**КОРОТКАЯ ЗАДАЧА A**
Ответьте на вопросы по отрывку о Марье Андреевне:
(i) Сколько времени длилось путешествие, когда поезд подъехал к деревне на пригорке у леса?
(ii) Как звали крепостного, который самозванно объявил себя помещиком?
(iii) Сколько денег Марья Андреевна дала остальным крестьянам на водку?
**КОРОТКАЯ ЗАДАЧА B**
Напишите продолжение отрывка о Марье Андреевне, начиная сразу после его последней фразы.

**ЦИТИРУЕМЫЙ ОТРЫВОК**

Перед отъездом по обычаю был отслужен напутственный молебен, и вся дворня и крестьяне попрощались, как перед смертью, с барыней и барчуками. Марья Андреевна при этой церемонии величественно восседала на кресле, принимая прощальные поцелуи и давая последние распоряжения по дому и усадьбе, а затем заняла место в карете, стоявшей во главе длинного поезда из парных колясок и повозок.

Путешествие длилось уже четыре недели, когда поезд по широкому шляху, обсаженному ракитами, подъехал к красиво расположенной на пригорке у леса деревне Веретеинево . В этой деревне, в которой, по словам местных крестьян, жил «барин Котов», усталая бабушка решила заночевать, воспользовавшись гостеприимством барской усадьбы. Вопреки обычаю помещик, наряженный в ярко расписанный халат, ей в этом грубо отказал.

Возмущённая его невежливостью Марья Андреевна приказала своему поезду объехать усадьбу и остановиться на ночёвку в деревне. Ночью в крестьянскую хату, где остановилась бабушка, явилась крестьянская делегация из имения «барина Котова» и сообщила изумлённой барыне, что крестьяне села, узнав от сопровождавших её дворовых её имя и фамилию, просят Марью Андреевну всем миром принять их в своё владение и избавить от неправды бурмистра, который самозванно объявил себя помещиком. Из расспросов бабушка выяснила, что деревня Веретеиново с принадлежащей к ней усадьбой действительно принадлежит её покойному брату, но была пропущена в списке, по которому она приняла опеку. Так как среди делегатов оказались родственники и близкие её дворовых, сомневаться в действительности этого удивительного дела не приходилось. Марья Андреевна это сейчас же сообразила, как и то, что ей нагрубил собственный крепостной Петька Зыч, пользовавшийся в течение многих лет правами владельца имения, при попустительстве местной полиции.

Разобрав все это дело, Марья Андреевна грозно встала со своего места и приказала немедленно «привести к ней её холопа Петьку» для суда и расправы. Когда, окружённый толпой дворовых, этот последний предстал перед бабушкой и нагло осведомился, «как она смеет бунтовать его крестьян», Марья Андреевна, не дав окончить ему его речи, вся красная от гнева, сняла с ног башмак и отхлестала его по щекам.

Всё это произошло так неожиданно и быстро, и фигура её была настолько величава, а лицо и чёрные глаза выражали такое сознание своей власти, что Петька Зыч немедленно упал на колени, прося о прощении.

К чести Марьи Андреевны надо сказать, что его мольба не пропала даром, всем были объявлены милости и всепрощение. На радостях, что Господь избавил её с детьми от холеры, и кроме того, неожиданно наградил новым имением, бабушка простила веретеиневцам все их недоимки прежних лет и все текущие оброки до нового года. Петьку Зыча она заменила другим бурмистром, но в дальнейшем преследовать не стала, всех же остальных пожаловала к ручке и дала сто рублей на водку.

Вырастив и воспитав племянников, Марья Андреевна до глубокой старости оставалась строгой барыней, сумевшей забрать в свои властные руки не только всю дворню и крестьян, но и самих подопечных, которые, даже достигнув совершеннолетия, весьма опасались её крутого нрава и не выходили из её воли.

**ПРЕДОСТАВЛЕННЫЕ МАТЕРИАЛЫ**
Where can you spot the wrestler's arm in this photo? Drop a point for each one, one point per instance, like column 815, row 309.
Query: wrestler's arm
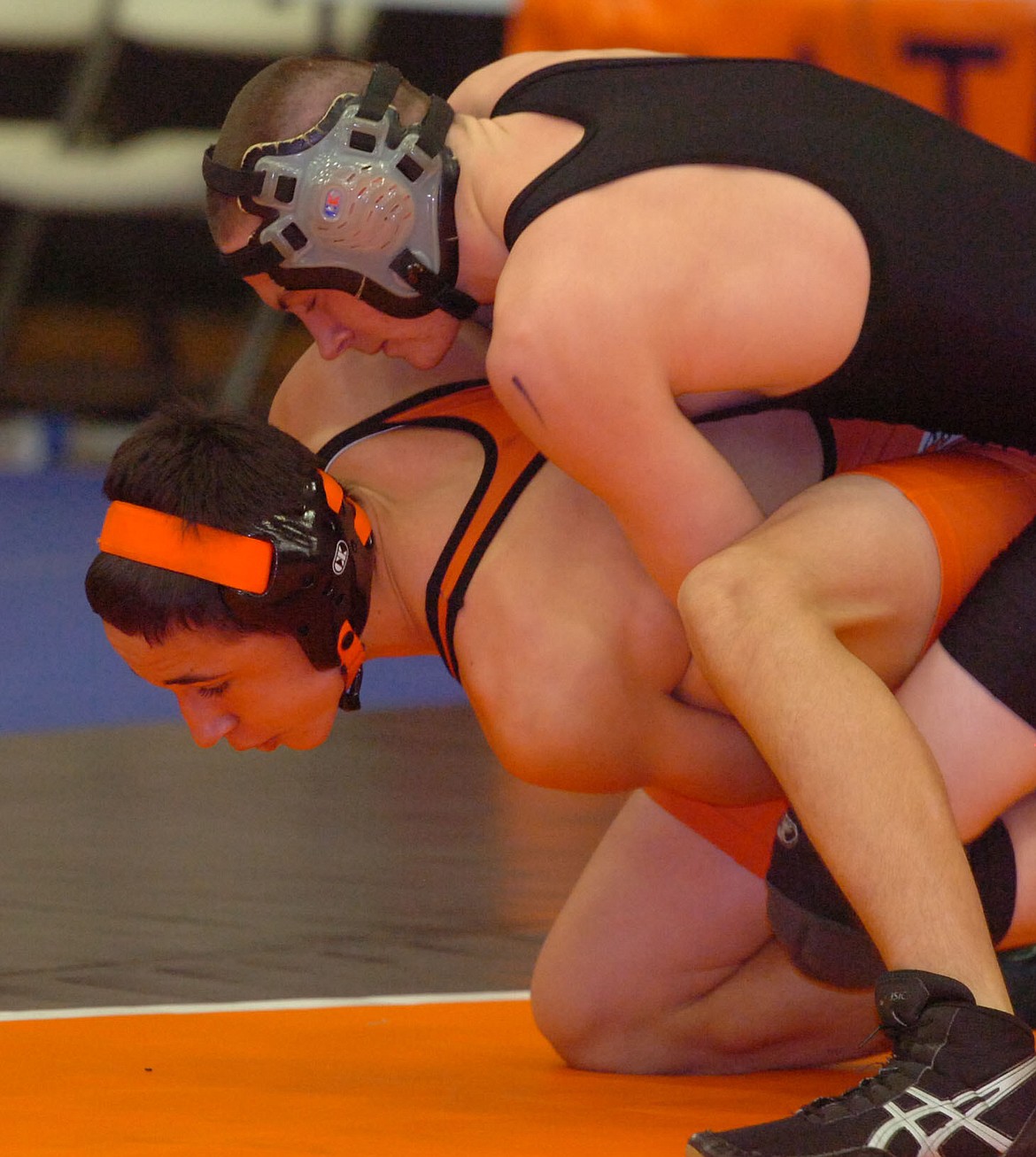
column 764, row 290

**ПИСЬМЕННЫЙ ОТВЕТ A**
(i) Четыре недели.
(ii) Петька Зыч.
(iii) Сто рублей.

**ПИСЬМЕННЫЙ ОТВЕТ B**
Однажды её старший племянник, лихой гусар-кутила времён Бурцева, в один из своих наездов к цыганам в Москву мимоходом выкрал из степенного купеческого дома в Замоскворечье красавицу Катю, спустив девушку на полотенцах из её светёлки к себе в сани.

В строжайшей тайне он поселил её в Теребуже, в верхней комнате одного из флигелей, где жил сам на холостом положении. Не такова, однако, была его тётушка, чтобы не знать того, что делается в её усадьбе. В один прекрасный день она под каким-то предлогом нагрянула в гусарский флигель с визитом. Осмотрев помещение племянника и убранство его комнат, она похвалила его за вкус и порядок, сразу сообразив, что без заботливой женской руки здесь дело не обошлось.

Под предлогом дальнейшего осмотра она поднялась в мезонин флигеля и остановилась перед запертой дверью, где гусар скрывал свою пленницу. На вопрос тётки: «Что здесь такое?» — племянник, смутившись, ответил, что в мезонине свалена старая мебель, а ключ от двери он потерял. Невозмутимая Марья Андреевна приказала дверь взломать, за которой оказались две прекрасно убранные комнаты, в которых к её ногам упала красавица девушка, обливаясь слезами.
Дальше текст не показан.